*Exercise prompt:*
Please summarize the abstract below in two sentences.

An Overview of Integrated Health-Nutrition Service and Characteristics of Volunteer Health Workers: A Study in West Java, Indonesia

  • Ali Khomsan Department of Community Nutrition, Faculty of Human Ecology, IPB University, Bogor, 16680, Indonesia
  • Mira Dewi Department of Community Nutrition, Faculty of Human Ecology, IPB University, Bogor, 16680, Indonesia
  • Karina Rahmadia Ekawidyani Department of Community Nutrition, Faculty of Human Ecology, IPB University, Bogor, 16680, Indonesia
Keywords: Volunteer health workers, Food Habit, Food Security, Nutrition Education, Posyandu


Background: The stunting problem is still a concern and priority for WHO and countries in the world, including Indonesia. The Integrated Health-Nutrition Service in Indonesia (called Posyandu) is the closest unit to reach the community through nutrition education and health services. This study aims to analyze volunteer health workers’ characteristics and obtain an overview of Posyandu services during the Covid-19 pandemic. This study was conducted in Cirebon Regency, West Java, Indonesia. The study design used was cross-sectional. The respondents were selected purposively. The collected data includes the age, education level, working period, incentive received, participation in nutrition training, the procedure of Posyandu during the pandemic, nutritional knowledge and attitude, food habits, and household food security. The study results showed that most of the volunteer health workers aged 26-35 years with educational level from primary to high school graduates. The mean of working period was four years and receiving incentive US$2/month. In addition, most of the Posyandu were not in operation due to the Covid-19 pandemic conditions. Nutritional knowledge and attitudes of volunteer health workers were mostly high. More than half of the volunteer health workers’ households were food insecure. Conclusion: the educational levels and nutritional knowledge of Posyandu’s volunteer health workers were high, but their food security were still low. During the Covid-19 pandemic, Posyandu was not in operation. Alternative solutions to support household food security could be through utilizing the home garden for plant crops.

*Stored data:*

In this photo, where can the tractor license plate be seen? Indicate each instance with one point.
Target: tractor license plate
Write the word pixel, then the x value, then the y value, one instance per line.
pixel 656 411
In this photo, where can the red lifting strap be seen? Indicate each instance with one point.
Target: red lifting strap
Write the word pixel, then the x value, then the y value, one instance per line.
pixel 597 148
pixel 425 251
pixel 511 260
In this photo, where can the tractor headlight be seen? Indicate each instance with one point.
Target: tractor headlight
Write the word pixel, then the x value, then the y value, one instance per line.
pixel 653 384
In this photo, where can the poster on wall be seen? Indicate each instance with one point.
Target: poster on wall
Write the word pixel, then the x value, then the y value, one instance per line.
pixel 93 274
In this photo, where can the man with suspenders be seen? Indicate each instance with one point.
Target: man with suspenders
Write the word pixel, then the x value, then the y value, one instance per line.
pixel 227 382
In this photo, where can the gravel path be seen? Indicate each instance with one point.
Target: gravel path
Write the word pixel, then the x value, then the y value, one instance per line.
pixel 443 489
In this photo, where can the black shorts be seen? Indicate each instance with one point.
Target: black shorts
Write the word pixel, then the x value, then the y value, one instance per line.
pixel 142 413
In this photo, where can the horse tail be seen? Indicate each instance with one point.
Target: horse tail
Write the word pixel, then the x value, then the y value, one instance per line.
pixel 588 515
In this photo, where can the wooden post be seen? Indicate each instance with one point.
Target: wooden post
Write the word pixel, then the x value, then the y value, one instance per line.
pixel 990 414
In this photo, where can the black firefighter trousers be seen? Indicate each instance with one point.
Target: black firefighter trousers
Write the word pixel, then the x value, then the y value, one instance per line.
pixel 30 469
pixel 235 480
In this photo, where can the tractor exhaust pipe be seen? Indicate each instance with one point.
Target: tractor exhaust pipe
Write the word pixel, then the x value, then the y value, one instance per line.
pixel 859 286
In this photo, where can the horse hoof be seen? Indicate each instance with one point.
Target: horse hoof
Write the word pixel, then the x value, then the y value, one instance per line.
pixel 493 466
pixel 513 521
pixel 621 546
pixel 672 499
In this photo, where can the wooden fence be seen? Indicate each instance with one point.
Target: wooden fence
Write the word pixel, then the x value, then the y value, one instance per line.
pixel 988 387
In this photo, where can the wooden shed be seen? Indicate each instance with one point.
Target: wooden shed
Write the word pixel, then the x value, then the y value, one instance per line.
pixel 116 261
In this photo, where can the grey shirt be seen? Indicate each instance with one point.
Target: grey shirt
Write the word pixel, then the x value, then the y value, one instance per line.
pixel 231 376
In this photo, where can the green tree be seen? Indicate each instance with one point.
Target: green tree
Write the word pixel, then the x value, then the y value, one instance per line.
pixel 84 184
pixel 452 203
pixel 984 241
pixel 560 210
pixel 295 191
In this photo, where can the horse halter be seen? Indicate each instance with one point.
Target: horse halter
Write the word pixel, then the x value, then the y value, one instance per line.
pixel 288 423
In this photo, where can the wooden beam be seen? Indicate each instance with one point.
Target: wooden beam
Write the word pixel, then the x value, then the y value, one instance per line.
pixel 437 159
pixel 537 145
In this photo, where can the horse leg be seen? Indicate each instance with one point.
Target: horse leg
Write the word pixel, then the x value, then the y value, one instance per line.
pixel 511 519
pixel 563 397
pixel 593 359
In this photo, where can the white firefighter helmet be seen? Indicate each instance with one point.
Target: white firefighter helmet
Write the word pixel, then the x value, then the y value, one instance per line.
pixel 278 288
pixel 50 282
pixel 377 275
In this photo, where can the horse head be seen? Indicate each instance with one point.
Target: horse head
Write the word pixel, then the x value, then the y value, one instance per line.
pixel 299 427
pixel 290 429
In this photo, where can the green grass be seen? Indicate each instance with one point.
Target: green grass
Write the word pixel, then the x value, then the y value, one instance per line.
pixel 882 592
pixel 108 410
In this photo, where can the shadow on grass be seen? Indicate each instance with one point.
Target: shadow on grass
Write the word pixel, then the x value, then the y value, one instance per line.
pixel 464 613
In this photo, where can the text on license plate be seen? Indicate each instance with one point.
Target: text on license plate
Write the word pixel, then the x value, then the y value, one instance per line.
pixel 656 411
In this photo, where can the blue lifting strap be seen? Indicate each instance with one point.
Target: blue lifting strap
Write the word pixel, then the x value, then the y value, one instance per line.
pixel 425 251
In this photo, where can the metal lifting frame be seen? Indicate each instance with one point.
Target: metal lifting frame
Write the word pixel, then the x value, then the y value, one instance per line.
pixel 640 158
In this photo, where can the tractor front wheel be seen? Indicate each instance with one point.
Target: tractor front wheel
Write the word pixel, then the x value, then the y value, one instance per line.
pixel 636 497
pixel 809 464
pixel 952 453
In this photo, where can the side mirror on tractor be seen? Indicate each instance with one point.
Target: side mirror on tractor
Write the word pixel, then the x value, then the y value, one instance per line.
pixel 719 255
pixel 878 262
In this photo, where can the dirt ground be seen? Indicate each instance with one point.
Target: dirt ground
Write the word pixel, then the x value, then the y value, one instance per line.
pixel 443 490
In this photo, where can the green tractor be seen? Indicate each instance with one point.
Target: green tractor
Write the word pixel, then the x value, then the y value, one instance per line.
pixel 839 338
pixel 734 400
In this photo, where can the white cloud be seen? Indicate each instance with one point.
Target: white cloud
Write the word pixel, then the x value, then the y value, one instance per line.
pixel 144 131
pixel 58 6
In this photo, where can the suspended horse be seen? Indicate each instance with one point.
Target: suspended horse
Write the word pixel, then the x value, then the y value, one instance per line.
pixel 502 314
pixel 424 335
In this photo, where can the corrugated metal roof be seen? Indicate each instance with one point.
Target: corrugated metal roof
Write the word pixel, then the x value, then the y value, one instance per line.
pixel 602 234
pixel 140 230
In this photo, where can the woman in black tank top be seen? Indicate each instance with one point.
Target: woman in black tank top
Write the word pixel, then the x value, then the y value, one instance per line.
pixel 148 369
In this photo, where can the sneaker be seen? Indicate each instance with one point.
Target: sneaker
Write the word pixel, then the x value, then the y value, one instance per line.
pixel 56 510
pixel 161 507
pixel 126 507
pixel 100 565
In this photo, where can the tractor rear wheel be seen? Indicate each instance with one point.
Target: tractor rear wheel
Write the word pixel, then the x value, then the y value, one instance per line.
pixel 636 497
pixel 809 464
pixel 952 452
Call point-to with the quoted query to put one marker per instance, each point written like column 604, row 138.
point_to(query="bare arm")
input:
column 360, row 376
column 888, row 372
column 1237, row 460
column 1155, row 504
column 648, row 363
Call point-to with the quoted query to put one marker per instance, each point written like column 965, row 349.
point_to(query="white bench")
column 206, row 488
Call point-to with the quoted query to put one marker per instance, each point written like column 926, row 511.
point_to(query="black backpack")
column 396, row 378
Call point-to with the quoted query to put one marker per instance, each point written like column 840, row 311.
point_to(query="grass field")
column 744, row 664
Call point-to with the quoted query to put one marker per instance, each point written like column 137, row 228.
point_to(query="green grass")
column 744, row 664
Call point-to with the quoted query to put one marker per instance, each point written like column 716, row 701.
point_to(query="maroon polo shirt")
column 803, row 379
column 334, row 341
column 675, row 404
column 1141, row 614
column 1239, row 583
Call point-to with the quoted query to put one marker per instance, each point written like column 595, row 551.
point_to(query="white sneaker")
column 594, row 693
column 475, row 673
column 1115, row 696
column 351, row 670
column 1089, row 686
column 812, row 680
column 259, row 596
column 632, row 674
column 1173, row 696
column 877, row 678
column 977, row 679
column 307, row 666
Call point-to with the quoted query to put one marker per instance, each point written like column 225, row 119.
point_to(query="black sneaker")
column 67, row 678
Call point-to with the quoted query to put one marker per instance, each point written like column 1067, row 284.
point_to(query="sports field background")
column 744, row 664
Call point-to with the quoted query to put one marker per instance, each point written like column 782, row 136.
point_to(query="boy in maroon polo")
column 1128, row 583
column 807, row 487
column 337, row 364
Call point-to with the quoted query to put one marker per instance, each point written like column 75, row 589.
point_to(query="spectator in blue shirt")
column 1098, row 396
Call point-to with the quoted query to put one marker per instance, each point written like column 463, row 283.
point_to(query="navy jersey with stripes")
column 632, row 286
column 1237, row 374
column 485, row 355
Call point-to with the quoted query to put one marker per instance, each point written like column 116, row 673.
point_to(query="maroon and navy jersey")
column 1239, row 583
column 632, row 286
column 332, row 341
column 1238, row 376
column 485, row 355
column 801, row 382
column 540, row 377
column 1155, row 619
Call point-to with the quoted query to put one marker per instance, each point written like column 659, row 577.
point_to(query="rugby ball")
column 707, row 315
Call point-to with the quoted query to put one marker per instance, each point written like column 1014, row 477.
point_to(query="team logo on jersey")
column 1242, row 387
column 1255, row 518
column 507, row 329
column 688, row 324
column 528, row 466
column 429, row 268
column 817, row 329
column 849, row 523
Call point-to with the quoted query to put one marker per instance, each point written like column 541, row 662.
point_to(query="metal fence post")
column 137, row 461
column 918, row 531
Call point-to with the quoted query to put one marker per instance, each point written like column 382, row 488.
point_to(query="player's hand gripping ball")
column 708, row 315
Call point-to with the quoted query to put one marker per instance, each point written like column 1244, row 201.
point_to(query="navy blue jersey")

*Response to the task:*
This cross-sectional study in Cirebon Regency, West Java, Indonesia, analyzed the characteristics of volunteer health workers and Posyandu services during the Covid-19 pandemic. Most workers were aged 26-35 with primary to high school education, a mean working period of four years and an incentive of US$2 a month, and their nutritional knowledge and attitudes were mostly high, but more than half of their households were food insecure and most Posyandu were not in operation because of the pandemic.